■ STORED DATA ■
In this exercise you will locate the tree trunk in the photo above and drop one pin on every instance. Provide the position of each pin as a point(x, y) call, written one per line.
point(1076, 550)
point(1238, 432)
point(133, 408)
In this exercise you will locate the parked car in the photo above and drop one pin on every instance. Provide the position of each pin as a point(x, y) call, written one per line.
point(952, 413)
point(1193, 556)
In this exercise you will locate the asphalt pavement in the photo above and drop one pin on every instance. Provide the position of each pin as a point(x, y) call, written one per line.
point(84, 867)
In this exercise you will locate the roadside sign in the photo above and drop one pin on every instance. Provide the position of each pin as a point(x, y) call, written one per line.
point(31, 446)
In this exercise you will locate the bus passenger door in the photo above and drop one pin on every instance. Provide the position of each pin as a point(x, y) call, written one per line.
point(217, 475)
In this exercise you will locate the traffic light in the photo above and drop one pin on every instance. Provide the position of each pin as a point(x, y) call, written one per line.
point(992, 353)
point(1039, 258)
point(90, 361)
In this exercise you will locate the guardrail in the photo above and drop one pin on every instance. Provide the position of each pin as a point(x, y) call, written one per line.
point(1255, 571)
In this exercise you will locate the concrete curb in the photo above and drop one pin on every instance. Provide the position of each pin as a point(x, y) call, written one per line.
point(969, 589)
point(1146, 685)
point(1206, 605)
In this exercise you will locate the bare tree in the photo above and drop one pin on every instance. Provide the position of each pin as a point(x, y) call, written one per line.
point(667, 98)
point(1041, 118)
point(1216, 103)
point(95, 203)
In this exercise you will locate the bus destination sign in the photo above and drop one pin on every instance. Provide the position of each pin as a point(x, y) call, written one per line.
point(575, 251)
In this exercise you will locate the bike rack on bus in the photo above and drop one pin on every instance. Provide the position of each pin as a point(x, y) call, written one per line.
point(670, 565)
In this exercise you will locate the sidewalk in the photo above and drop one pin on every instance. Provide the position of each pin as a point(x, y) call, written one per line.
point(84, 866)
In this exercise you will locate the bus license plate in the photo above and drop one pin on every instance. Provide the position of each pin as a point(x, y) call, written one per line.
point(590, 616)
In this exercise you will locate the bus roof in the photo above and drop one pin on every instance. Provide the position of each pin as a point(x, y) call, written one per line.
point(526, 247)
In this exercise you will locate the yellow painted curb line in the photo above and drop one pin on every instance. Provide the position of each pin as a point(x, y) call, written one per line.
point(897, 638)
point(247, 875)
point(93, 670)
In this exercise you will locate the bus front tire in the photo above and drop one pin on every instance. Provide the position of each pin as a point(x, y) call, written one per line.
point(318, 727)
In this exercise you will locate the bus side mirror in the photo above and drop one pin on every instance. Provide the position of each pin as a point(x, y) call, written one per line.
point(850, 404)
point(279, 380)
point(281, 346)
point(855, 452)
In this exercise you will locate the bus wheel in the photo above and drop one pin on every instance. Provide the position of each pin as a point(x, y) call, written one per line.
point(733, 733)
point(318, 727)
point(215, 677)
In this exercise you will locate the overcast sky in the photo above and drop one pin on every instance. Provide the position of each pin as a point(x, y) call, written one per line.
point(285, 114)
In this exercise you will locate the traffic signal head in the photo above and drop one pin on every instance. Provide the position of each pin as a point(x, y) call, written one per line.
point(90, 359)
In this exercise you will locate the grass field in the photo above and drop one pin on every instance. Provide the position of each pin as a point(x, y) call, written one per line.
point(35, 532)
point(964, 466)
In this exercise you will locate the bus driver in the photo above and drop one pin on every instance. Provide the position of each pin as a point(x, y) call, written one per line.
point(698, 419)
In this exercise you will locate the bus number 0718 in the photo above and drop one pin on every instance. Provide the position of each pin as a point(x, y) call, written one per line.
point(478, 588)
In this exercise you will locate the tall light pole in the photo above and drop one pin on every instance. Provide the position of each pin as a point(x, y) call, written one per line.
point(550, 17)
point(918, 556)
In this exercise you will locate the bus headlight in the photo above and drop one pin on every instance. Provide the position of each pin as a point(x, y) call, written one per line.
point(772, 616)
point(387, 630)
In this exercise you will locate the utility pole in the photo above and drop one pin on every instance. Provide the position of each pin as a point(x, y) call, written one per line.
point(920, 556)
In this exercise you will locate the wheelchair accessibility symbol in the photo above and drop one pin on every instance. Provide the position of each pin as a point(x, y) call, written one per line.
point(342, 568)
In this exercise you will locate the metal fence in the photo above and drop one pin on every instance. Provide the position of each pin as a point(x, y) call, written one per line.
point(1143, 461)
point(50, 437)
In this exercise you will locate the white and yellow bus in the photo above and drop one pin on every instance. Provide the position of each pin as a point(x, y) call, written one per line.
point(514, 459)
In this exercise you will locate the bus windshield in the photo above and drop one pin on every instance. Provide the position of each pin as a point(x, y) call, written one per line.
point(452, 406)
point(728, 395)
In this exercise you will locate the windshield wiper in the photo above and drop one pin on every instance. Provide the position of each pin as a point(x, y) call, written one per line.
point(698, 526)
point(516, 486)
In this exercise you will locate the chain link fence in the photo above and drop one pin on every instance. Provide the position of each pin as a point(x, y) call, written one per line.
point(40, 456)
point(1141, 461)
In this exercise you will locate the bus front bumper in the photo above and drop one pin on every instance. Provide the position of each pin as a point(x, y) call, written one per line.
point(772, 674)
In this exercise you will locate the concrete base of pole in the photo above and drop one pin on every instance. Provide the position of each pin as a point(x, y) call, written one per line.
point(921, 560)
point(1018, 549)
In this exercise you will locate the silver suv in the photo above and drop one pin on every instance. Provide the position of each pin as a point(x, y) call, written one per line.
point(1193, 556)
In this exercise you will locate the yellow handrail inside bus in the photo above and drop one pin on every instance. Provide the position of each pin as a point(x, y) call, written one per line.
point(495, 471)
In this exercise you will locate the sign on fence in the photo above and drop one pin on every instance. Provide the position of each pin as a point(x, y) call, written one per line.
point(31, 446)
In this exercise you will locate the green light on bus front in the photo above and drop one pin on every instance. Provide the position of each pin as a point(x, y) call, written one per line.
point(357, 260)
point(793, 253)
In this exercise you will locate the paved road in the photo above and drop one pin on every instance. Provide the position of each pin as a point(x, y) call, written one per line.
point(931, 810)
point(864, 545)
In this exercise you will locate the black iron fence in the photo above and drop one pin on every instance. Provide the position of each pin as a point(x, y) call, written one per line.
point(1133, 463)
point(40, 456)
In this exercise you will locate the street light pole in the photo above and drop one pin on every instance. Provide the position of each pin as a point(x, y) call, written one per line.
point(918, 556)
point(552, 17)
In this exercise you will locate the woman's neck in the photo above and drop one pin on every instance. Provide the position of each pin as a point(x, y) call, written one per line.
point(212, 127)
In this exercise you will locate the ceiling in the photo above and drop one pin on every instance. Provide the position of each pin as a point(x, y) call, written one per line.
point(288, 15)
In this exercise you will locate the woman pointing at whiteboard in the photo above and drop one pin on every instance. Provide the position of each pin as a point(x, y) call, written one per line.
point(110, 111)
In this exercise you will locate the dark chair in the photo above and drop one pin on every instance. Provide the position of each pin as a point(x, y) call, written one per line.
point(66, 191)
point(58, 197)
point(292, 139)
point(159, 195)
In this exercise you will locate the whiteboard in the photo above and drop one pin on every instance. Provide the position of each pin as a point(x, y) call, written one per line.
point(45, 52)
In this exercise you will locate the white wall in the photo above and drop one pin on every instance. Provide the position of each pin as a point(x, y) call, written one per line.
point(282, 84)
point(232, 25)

■ PROBLEM DETAILS ■
Give all of the entries again, word for word.

■ RESULT OF THE TASK ■
In this exercise you will locate the tree trunk in the photo above and drop one pin on every instance. Provide the position of each pin as a point(x, y) call, written one per line.
point(1076, 550)
point(1238, 432)
point(133, 408)
In this exercise you will locate the parked car in the photo above and drop one pin on every instance. Provide the position of each pin as a point(x, y) call, written one per line.
point(952, 413)
point(1193, 556)
In this exercise you will locate the asphalt pavement in the photo above and drop one pin on every instance. Provide the position of each pin as a point(x, y) call, written one per line.
point(84, 867)
In this exercise you will locate the roadside sign in the photo above and drop one pin on every instance. Provide the position of each pin as a point(x, y) call, written one per line.
point(31, 446)
In this exercise you will locate the bus passenger door in the photo above and drop one pin on every instance. Provide the position of each pin as a point(x, y) call, written one per line.
point(217, 475)
In this exercise you will locate the traffic light in the photo above and drop one pin on every instance. Provide the position of each pin as a point(x, y) call, written one per line.
point(992, 353)
point(1039, 258)
point(90, 361)
In this exercise you will locate the guardrail in the photo above and drop one pin on every instance. Provide the position of each pin as a point(x, y) call, written one per line.
point(1255, 571)
In this exercise you will locate the concrete curb in the photo above and drop one pin on every instance. Provide the position of each pin as a point(x, y) call, written one per line.
point(969, 589)
point(1146, 685)
point(1206, 605)
In this exercise you will locate the bare tree in the photo above and drop one pin on every instance. Provide the position of each pin as a point(x, y) call, written one per line.
point(667, 98)
point(1041, 118)
point(1216, 103)
point(95, 203)
In this exercise you will locate the bus destination sign in the photo above and drop one pin on every instance. Provide the position of each pin as a point(x, y) call, written one per line.
point(575, 251)
In this exercise you will locate the bike rack on bus in the photo above and drop one pin on every instance. Provide the position of each pin as a point(x, y) call, written one per line.
point(670, 565)
In this exercise you will locate the sidewalk in the photo above and drop one pin on every instance. Provide the position of each pin as a point(x, y) call, written one per line.
point(84, 866)
In this exercise you will locate the bus license plate in the photo above and drop one pin on every instance. Provide the position of each pin as a point(x, y) call, written one per line.
point(590, 616)
In this exercise you will locate the bus roof in the photo above and drop one pin on every instance. Provide the position of each pin as a point(x, y) call, written one per line.
point(526, 247)
In this exercise you will locate the yellow painted curb line in the photo above and drop one pin on every instance. Provide the position of each pin as a point(x, y) call, written one per line.
point(897, 638)
point(247, 875)
point(93, 670)
In this exercise you will locate the bus front tire in the photo above and drop one pin on every instance. Provide the position of each pin as a point(x, y) call, written one per line.
point(318, 727)
In this exercise you will locate the bus side mirror in the photo above and drop one pin on every instance. Provide the position of each pin as a point(x, y) call, written one per line.
point(850, 404)
point(279, 380)
point(281, 346)
point(855, 452)
In this exercise you will locate the bus wheel in the photo above and drop one pin on every instance. Provide the position of each pin as a point(x, y) call, written one per line.
point(733, 733)
point(318, 727)
point(215, 677)
In this exercise you will locate the overcast sky in the photo above and drop one pin on every instance. Provide the position of each pin as a point(x, y) call, written one per line.
point(285, 114)
In this exercise you will locate the traffic signal head in the photo above and drop one pin on every instance. Provide the position of each pin as a point(x, y) call, written one per line.
point(90, 359)
In this exercise you will locate the grass field in the photo above and drop one pin on every instance. Provide the position of each pin as a point(x, y) call, written one per line.
point(35, 532)
point(964, 466)
In this exercise you will locate the bus driver in the photo above and drop one pin on every instance. Provide the position of each pin as a point(x, y) call, written one per line.
point(698, 419)
In this exercise you will locate the bus number 0718 in the photo above and drop one pin on every instance. Provide the position of each pin as a point(x, y) call, written one per line.
point(478, 588)
In this exercise you will locate the tall light pole in the photo above and drop one pin on every instance. Provide the position of each pin as a point(x, y) call, written one per line.
point(550, 17)
point(918, 556)
In this exercise you will locate the bus headlight in the photo above and drop one pin on every instance. Provide the position of each pin as a point(x, y) call, written one per line.
point(772, 616)
point(387, 630)
In this exercise you will locate the utility pole in the photo above and drop one pin on every instance. Provide the position of each pin as a point(x, y) call, written one per line.
point(920, 556)
In this exercise you will locate the wheelchair accessibility symbol in the photo above and drop one pin on every instance. Provide the position of each pin as a point(x, y) call, written one per line.
point(342, 568)
In this exercise you will locate the metal fence in the photo above and drop one pin on every instance. Provide the position of each pin as a point(x, y) call, written one per line.
point(1143, 461)
point(50, 437)
In this exercise you will locate the white and yellow bus in the photo above and drop one pin on every instance. Provide the position of each pin as a point(x, y) call, written one per line.
point(514, 459)
In this exercise you will locate the bus windshield in the photo above and drop one pin on every instance. Provide the position of each pin as a point(x, y) call, written one per line.
point(452, 406)
point(728, 395)
In this exercise you will locate the windshield wiper in the photo above and drop one pin on every instance. Provide the position of each pin as a point(x, y) call, written one per line.
point(698, 526)
point(516, 486)
In this exercise you will locate the chain link fence in the photo above and drop one pin on every instance. Provide the position of each pin as a point(x, y) call, written one per line.
point(40, 456)
point(1141, 461)
In this exercise you will locate the bus front bumper in the photo above and drop one pin on every instance. Provide the position of each pin as a point(x, y) call, written one per line.
point(772, 674)
In this exercise you will locate the concrete base of pole in the photo above and drop one pin on every instance. Provide the position of each pin as a point(x, y) call, written one per line.
point(921, 560)
point(1018, 549)
In this exercise you will locate the silver suv in the photo above and drop one pin on every instance. Provide the position of each pin as a point(x, y) call, written one per line.
point(1193, 556)
In this exercise you will locate the yellow handrail inside bus in the photo above and drop one pin on every instance. Provide the position of each pin as a point(x, y) call, written one per line.
point(495, 471)
In this exercise you will locate the sign on fence in the photo above and drop one pin on every instance. Provide the position of each pin as a point(x, y) call, written one per line.
point(31, 446)
In this exercise you will locate the green light on bus front in the photo above and drop one pin on every instance. Provide the position of each pin as a point(x, y) call, written one per line.
point(357, 260)
point(793, 253)
In this exercise you will locate the paved road in the photo above and drop one pin on every instance. Provide the position of each pin as a point(x, y) call, written one per line.
point(931, 810)
point(864, 545)
In this exercise you will locate the black iron fence in the photo above and drop one pin on every instance. Provide the position of each pin as a point(x, y) call, written one per line.
point(1133, 463)
point(40, 456)
In this exercise you will locate the street light pole in the photo above and drop one pin on every instance. Provide the position of each pin as a point(x, y) call, written one per line.
point(918, 556)
point(552, 17)
In this exercise you will locate the woman's neck in the photo above and drop one pin on every instance. Provide the position of each pin as a point(x, y) call, written one per line.
point(212, 127)
In this exercise you will locate the ceiling in the photo above and drop one pin on every instance. Provide the position of each pin as a point(x, y) call, written one per line.
point(288, 15)
In this exercise you will locate the woman pointing at whiteboard in the photo above and drop one pin on every instance. Provide the position of each pin as a point(x, y) call, written one per line.
point(110, 111)
In this exercise you will locate the dark chair in the photo above and drop one pin on every instance. Provide the position of each pin as a point(x, y) call, written one per line.
point(66, 191)
point(58, 197)
point(292, 139)
point(159, 195)
In this exercise you will locate the whiteboard in the photo above and drop one pin on every instance. Provide the position of each pin as a point(x, y) call, written one per line.
point(45, 52)
In this exercise you will locate the white wall in the photo above and drop one pin on every instance. Provide the position of each pin as a point(x, y) call, written one per line.
point(282, 84)
point(232, 25)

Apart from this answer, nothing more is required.